_RECORDS SHOWN_.

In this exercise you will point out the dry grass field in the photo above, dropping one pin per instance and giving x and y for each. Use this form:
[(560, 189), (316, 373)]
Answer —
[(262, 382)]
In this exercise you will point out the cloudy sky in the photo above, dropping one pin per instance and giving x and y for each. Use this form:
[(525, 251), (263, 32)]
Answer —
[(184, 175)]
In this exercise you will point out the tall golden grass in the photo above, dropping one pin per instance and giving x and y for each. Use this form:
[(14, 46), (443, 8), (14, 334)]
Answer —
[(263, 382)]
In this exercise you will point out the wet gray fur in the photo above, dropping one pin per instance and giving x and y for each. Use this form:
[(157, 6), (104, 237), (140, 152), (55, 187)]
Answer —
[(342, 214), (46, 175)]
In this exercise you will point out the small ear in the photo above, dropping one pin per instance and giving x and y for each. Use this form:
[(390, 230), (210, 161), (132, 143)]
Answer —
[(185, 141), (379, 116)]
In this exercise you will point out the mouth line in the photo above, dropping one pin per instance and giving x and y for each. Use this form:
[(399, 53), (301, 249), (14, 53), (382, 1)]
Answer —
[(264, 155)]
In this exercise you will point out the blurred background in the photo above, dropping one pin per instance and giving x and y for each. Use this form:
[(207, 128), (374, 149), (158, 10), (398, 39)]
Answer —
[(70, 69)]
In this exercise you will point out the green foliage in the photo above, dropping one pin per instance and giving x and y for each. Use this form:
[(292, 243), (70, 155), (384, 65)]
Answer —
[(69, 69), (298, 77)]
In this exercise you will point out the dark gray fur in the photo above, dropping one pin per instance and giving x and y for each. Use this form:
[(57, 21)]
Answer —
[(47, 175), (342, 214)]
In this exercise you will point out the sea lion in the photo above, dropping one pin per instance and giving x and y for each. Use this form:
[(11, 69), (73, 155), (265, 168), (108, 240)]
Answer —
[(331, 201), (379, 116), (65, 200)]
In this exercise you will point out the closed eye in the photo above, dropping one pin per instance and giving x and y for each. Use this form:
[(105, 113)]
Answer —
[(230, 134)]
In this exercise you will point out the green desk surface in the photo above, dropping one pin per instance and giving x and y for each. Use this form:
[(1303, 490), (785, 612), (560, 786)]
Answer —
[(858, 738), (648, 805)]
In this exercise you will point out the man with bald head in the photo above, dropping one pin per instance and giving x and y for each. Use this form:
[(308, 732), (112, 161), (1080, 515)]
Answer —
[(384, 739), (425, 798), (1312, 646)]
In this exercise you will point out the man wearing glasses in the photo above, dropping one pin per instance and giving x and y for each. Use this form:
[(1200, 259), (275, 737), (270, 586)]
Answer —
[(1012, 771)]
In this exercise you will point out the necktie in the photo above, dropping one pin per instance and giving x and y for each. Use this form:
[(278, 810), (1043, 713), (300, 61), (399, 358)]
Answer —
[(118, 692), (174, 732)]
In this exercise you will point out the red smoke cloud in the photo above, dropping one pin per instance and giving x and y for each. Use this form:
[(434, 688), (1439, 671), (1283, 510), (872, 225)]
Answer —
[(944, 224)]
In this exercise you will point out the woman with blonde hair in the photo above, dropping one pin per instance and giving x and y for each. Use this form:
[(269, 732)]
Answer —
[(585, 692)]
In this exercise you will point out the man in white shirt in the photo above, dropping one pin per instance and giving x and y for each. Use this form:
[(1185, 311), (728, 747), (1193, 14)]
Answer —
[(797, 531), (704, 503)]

_WHAT THE TASK REQUIRES_. Once you have read the records above, write them out again exactly.

_WRITTEN RESPONSE_.
In this exercise you will point out the dry grass field in the photo above, dropping one pin per instance and giving x and y for each. Use this form:
[(560, 189), (316, 373)]
Answer —
[(262, 382)]
In this exercise you will point out the cloudy sky in the photo above, dropping one pin per instance and giving x and y for each. Use this form:
[(525, 251), (263, 32)]
Answer —
[(184, 175)]
In this exercise you will point out the tall golden grass in the photo above, dropping one pin per instance and giving x and y for each. Use this form:
[(14, 46), (443, 8), (14, 334)]
Answer —
[(263, 382)]
In this exercise you will point out the wet gray fur in the photo above, dropping one pin per instance and giving x and y for each. Use this form:
[(157, 6), (104, 237), (140, 152), (55, 187)]
Answer —
[(342, 214), (46, 175)]
In this exercise you will point out the small ear in the photo above, dropping one pin per instance and giving x and y for each. Use this form:
[(390, 230), (210, 161), (132, 143)]
Answer —
[(185, 141), (379, 116)]
In this exercise you will point out the mouth line in the photo above, dropping one pin per instance and giving x and y for each. Use this form:
[(399, 53), (301, 249), (14, 53), (382, 1)]
Answer —
[(264, 155)]
In this exercise you will point out the blurred background in the photo above, dropping one pin per instance and giving x and y for each. Use this form:
[(207, 128), (374, 149), (158, 10), (398, 39)]
Answer —
[(70, 69)]
In this exercise you will point out the green foliage in the photo above, dropping one pin per instance and giving x and y for each. Use this form:
[(292, 243), (70, 155), (384, 65)]
Answer —
[(69, 69), (298, 77)]
In this exercise you will point out the dark gray fur in the photo above, dropping one pin per instance and giving x and y for each. Use this form:
[(57, 21)]
Answer —
[(47, 175), (342, 214)]
In this exercise you will point out the sea lion in the photo above, dropping one pin per instance and giving x and y for each. Use this form:
[(11, 69), (73, 155), (265, 168), (108, 240)]
Answer —
[(331, 201), (379, 116), (65, 200)]
In this exercise you will point out the closed eye in the photo above, dropping one pin per instance and giving x and y for each. Use this form:
[(105, 113)]
Answer —
[(230, 134)]
In this exercise you will point out the green desk surface in the photo above, dropping one pin per instance and giving x and y for each. Use this form:
[(1303, 490), (785, 612), (560, 786)]
Answer —
[(858, 738), (648, 805)]
In this exercise you will point out the man with bald head in the photo above, dropping one pin per instance and giving x and y for each. Use this form:
[(308, 732), (112, 161), (1080, 515)]
Answer —
[(384, 739), (425, 798), (1312, 646)]
In this exercise you will point out the man wearing glasses in the photo above, dropping one pin per instance and giving x and y for each. Use this form:
[(1200, 259), (275, 737), (270, 586)]
Answer —
[(1012, 771)]
In this exercise you will point out the necktie in the photo above, dropping one pin per instance and giving x and y for each. Use this form:
[(278, 810), (1043, 713), (300, 61), (399, 358)]
Answer —
[(118, 692), (174, 732)]
In this exercise you will point out the red smoke cloud in the photo above, dropping one pin per instance and giving x and y for each. Use this form:
[(434, 688), (1439, 671), (1283, 510), (872, 225)]
Answer —
[(944, 224)]
In this exercise you will point out the woman with blonde hair in the photo above, dropping one pin per instance and giving x and y for each. Use this form:
[(269, 732)]
Answer —
[(585, 692)]
In this exercise you will point out the man in white shirt in the photo above, dropping one pin per instance and giving x and y for each. Use this form:
[(1185, 311), (728, 747), (1193, 14)]
Answer —
[(797, 531), (704, 503)]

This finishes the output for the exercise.